EXCERPTED TEXT below:
Cellina.get_perturbed_expression(adata=None, indices=None, batch_size=None, spatial_obsm_key='spatial_x_cf', library_size=1.0)#

Return normalised expression using counterfactual spatial features.

Temporarily swaps adata.obsm[registered_spatial_key] with adata.obsm[spatial_obsm_key], runs inference and decoding, then restores the original data.

Parameters:
  • adata (Optional[AnnData] (default: None)) – AnnData object; defaults to the model’s registered adata.

  • indices (Optional[list] (default: None)) – Cell indices to use.

  • batch_size (Optional[int] (default: None)) – Mini-batch size for inference.

  • spatial_obsm_key (str (default: 'spatial_x_cf')) – Key in adata.obsm that holds the counterfactual spatial features.

  • library_size (Union[float, str] (default: 1.0)) – Passed directly to get_normalized_expression().

Return type:

ndarray

get_perturbed_latents#

Cellina.get_perturbed_latents(adata=None, indices=None, give_mean=False, batch_size=None, latent_key='s', spatial_obsm_key='spatial_x_cf')#

Return latent representation using counterfactual spatial features.

Temporarily swaps adata.obsm[registered_spatial_key] with adata.obsm[spatial_obsm_key], runs inference, then restores the original data.

Parameters:
  • adata (Optional[AnnData] (default: None)) – AnnData object; defaults to the model’s registered adata.

  • indices (Optional[list] (default: None)) – Cell indices to use.

  • give_mean (bool (default: False)) – Return the mean of the posterior rather than a sample.

  • batch_size (Optional[int] (default: None)) – Mini-batch size for inference.

  • latent_key (Optional[str] (default: 's')) – Which latent to return: 'shifted', 'z', or 's'. Default is 's' (the spatially-informed latent).

  • spatial_obsm_key (str (default: 'spatial_x_cf')) – Key in adata.obsm that holds the counterfactual spatial features (written by make_neighbor_perturbation()).

Return type:

ndarray

setup_anndata#

classmethod Cellina.setup_anndata(adata, spatial_obsm_key='spatial_x', batch_key=None, labels_key=None, domains_key=None, layer=None, categorical_covariate_keys=None, continuous_covariate_keys=None, **kwargs)#

%(summary)s.

Parameters:
  • %(param_adata)s

  • spatial_obsm_key (str (default: 'spatial_x')) – Key in adata.obsm containing spatial features matrix.

  • %(param_batch_key)s

  • %(param_labels_key)s

  • domains_key (Optional[str] (default: None)) – Key in adata.obs for domain labels (categorical). Required if discriminator_lambda > 0.
End of EXCERPTED TEXT.
DATA UNDER STUDY below:
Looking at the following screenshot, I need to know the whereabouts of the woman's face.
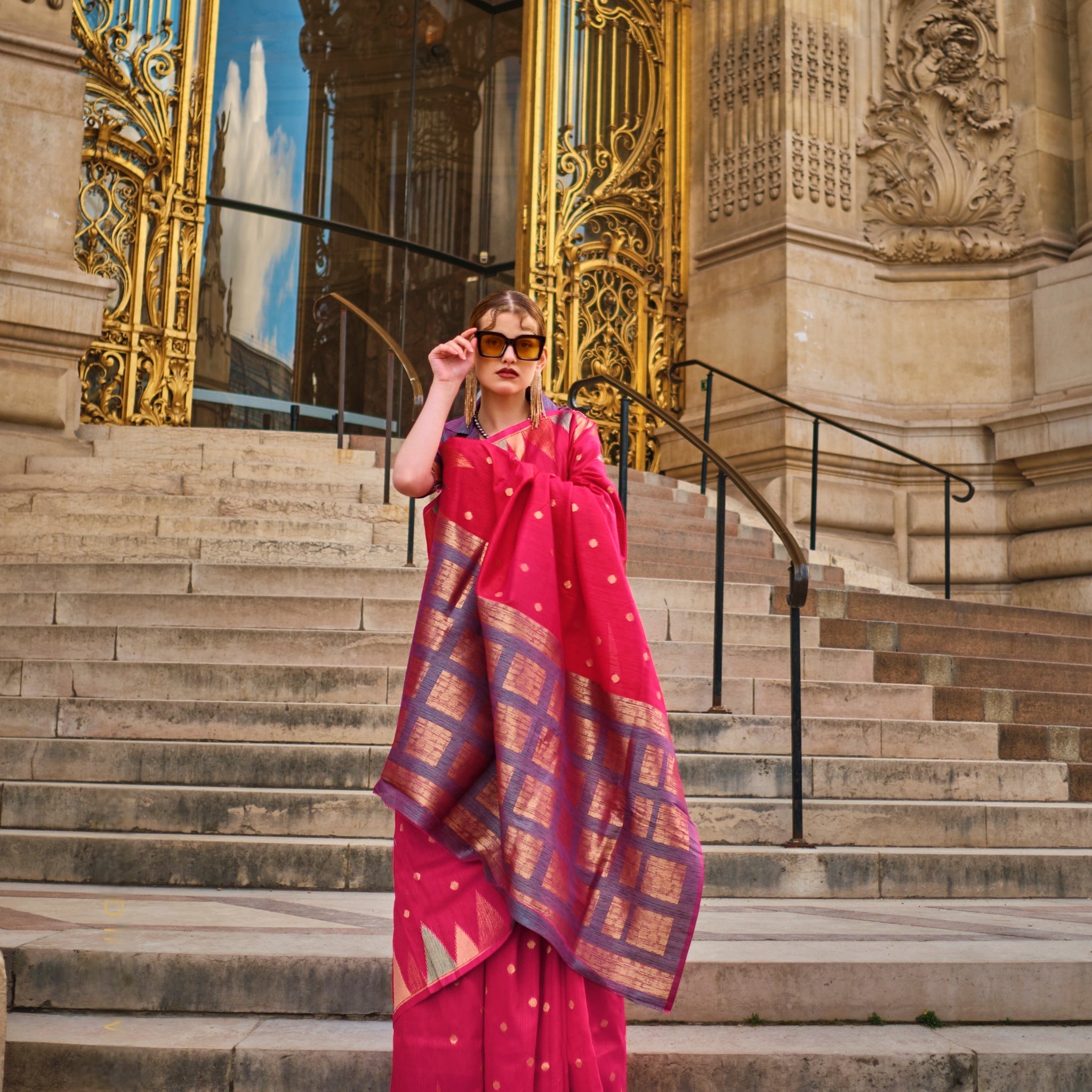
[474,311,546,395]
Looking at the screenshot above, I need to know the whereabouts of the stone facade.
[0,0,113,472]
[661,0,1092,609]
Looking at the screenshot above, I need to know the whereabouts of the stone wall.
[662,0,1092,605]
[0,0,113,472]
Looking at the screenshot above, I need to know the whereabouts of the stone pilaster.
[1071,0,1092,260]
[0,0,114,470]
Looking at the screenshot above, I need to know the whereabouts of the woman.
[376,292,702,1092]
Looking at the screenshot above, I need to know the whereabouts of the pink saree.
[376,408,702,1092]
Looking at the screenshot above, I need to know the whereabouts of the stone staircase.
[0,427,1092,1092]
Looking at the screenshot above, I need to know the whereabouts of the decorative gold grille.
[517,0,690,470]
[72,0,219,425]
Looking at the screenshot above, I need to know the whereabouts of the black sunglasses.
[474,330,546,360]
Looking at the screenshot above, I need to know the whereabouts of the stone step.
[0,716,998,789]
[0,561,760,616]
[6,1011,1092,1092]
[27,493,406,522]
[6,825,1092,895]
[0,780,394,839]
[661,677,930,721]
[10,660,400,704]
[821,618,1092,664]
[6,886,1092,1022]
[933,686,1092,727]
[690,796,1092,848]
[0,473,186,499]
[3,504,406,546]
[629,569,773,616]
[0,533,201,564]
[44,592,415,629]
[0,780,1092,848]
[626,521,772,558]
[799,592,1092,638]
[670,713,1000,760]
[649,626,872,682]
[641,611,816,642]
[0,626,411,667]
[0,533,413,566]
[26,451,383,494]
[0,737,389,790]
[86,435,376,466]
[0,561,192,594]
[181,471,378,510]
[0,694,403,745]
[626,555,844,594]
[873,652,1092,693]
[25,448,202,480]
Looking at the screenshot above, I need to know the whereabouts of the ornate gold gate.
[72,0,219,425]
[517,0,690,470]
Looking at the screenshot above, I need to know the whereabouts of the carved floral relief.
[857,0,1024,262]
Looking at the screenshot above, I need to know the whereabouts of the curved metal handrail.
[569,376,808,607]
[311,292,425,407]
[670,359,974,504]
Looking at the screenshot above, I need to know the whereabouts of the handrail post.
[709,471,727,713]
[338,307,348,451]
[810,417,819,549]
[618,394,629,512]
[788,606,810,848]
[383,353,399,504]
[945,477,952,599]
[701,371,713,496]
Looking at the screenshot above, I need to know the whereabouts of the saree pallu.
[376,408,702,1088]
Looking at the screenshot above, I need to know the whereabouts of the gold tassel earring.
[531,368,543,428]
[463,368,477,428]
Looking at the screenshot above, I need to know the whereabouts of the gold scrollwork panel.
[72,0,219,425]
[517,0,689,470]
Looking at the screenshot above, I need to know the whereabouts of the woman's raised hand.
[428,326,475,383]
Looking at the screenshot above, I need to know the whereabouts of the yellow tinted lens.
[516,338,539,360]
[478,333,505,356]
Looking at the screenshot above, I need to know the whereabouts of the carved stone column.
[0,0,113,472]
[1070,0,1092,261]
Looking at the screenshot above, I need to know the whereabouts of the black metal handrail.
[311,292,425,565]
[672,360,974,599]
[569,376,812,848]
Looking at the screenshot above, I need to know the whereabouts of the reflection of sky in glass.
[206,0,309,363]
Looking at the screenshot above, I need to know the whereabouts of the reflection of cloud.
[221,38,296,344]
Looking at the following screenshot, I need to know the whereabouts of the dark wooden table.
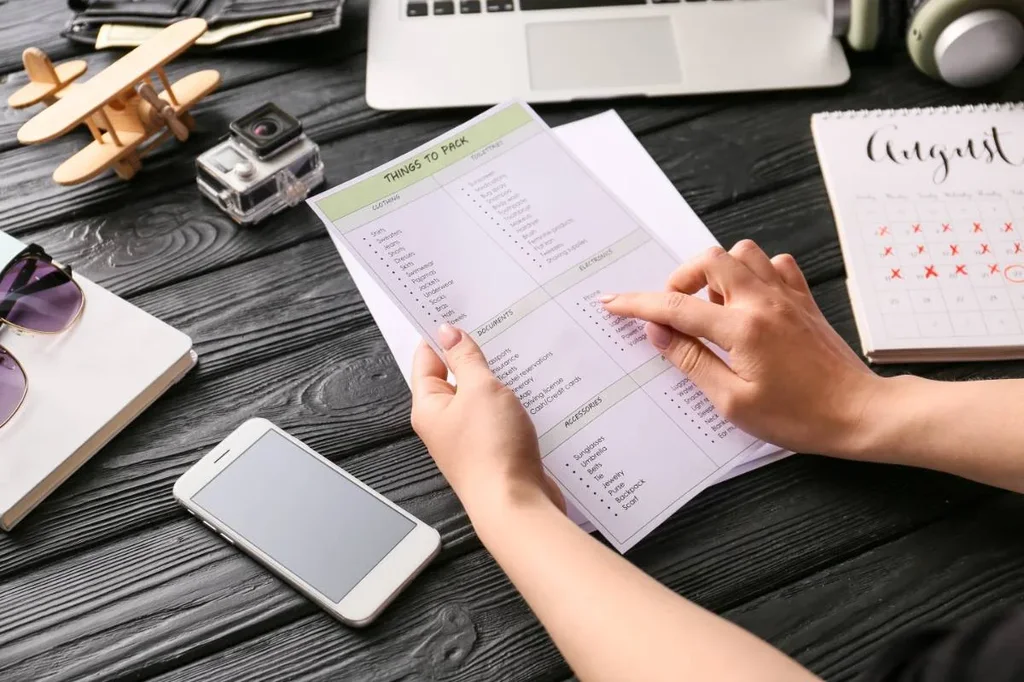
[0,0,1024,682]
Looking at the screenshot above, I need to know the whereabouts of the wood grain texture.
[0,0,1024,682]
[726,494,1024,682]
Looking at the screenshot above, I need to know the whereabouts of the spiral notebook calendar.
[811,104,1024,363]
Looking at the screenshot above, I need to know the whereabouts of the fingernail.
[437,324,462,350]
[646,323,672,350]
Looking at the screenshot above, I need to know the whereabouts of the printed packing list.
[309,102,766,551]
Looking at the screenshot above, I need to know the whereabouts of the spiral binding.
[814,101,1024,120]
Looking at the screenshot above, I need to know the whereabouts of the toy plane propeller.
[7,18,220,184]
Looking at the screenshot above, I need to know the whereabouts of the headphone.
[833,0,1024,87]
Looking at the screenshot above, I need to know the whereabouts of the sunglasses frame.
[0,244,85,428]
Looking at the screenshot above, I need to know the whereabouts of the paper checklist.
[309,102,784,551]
End of DATA UNDER STUDY.
DATA UNDER STUDY below:
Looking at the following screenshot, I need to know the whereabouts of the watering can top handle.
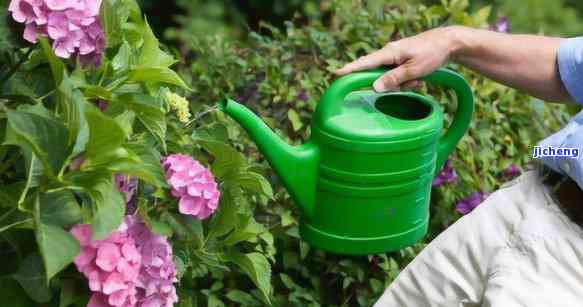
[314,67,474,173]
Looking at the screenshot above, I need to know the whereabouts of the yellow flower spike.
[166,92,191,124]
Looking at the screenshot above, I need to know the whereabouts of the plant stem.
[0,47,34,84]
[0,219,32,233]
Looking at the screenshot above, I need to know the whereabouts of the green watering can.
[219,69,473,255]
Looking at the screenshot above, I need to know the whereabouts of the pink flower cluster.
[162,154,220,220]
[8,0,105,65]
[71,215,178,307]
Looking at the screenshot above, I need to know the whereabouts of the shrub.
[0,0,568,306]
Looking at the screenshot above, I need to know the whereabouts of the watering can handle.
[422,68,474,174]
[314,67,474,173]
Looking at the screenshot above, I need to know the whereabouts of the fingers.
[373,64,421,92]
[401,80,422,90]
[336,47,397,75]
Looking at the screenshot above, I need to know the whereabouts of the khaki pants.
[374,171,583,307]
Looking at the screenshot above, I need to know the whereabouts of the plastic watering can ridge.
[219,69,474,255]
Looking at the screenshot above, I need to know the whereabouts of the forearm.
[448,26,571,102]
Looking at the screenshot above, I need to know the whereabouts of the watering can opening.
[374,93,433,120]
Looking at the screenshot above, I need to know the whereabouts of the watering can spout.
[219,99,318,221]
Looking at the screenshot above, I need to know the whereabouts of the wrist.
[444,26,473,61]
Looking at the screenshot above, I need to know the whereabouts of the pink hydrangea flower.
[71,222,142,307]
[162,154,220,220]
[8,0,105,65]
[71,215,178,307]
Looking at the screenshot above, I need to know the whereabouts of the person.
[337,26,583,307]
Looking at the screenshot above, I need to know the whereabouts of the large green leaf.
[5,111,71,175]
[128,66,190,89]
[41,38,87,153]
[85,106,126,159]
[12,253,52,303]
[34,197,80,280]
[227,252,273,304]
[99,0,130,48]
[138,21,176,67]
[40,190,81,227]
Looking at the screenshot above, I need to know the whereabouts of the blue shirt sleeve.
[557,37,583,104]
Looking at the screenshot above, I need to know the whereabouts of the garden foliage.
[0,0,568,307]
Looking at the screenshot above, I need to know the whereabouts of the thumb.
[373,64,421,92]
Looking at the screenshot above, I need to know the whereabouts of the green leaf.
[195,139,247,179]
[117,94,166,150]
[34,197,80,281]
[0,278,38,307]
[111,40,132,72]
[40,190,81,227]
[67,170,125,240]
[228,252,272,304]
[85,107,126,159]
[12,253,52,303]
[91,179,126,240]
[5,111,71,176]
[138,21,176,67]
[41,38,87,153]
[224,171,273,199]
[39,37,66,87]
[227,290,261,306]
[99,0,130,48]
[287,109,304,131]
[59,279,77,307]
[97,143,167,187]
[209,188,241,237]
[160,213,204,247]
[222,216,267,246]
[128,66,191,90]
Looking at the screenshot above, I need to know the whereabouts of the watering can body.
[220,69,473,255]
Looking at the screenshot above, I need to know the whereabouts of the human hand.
End of DATA UNDER STUDY.
TASKS TO CARRY OUT
a – In the Cellina API documentation, reproduce word for word the passage starting at "Return latent representation" and ending at "inference, then restores the original data.".
b – Answer these from the Cellina API documentation:
(i) What is the default value of spatial_obsm_key in get_perturbed_expression?
(ii) Which function writes the counterfactual spatial features that get_perturbed_latents reads?
(iii) Under what condition is domains_key required in setup_anndata?
c – Continue the Cellina API documentation from its last line.

RESPONSES FOR EACH TASK
a –
Return latent representation using counterfactual spatial features.

Temporarily swaps adata.obsm[registered_spatial_key] with adata.obsm[spatial_obsm_key], runs inference, then restores the original data.

b –
(i) 'spatial_x_cf'
(ii) make_neighbor_perturbation()
(iii) When discriminator_lambda > 0.

c –
  • %(param_layer)s

  • %(param_cat_cov_keys)s

  • %(param_cont_cov_keys)s

Return type:

Optional[AnnData]

Returns:

: %(returns)s

train#

Cellina.train(max_epochs=400, accelerator='auto', devices='auto', train_size=0.9, validation_size=None, shuffle_set_split=True, batch_size=128, datasplitter_kwargs=None, plan_kwargs=None, **kwargs)#

Train the model.

Parameters:
  • max_epochs (int (default: 400)) – Number of passes through the dataset.

  • accelerator (str (default: 'auto')) – Supports passing different accelerator types (“cpu”, “gpu”, “tpu”, “ipu”, “hpu”, “mps”, “auto”) as well as custom accelerator instances.

  • devices (int | list[int] | str (default: 'auto')) – The devices to use. Can be set to a positive number (int or str), a sequence of device indices (list or str), the value -1 to indicate all available devices should be used, or "auto" for automatic selection based on the chosen accelerator.

  • train_size (float (default: 0.9)) – Size of training set in the range [0.0, 1.0].

  • validation_size (float | None (default: None)) – Size of the validation set. If None, defaults to 1 - train_size. If train_size + validation_size < 1, the remaining cells belong to a test set.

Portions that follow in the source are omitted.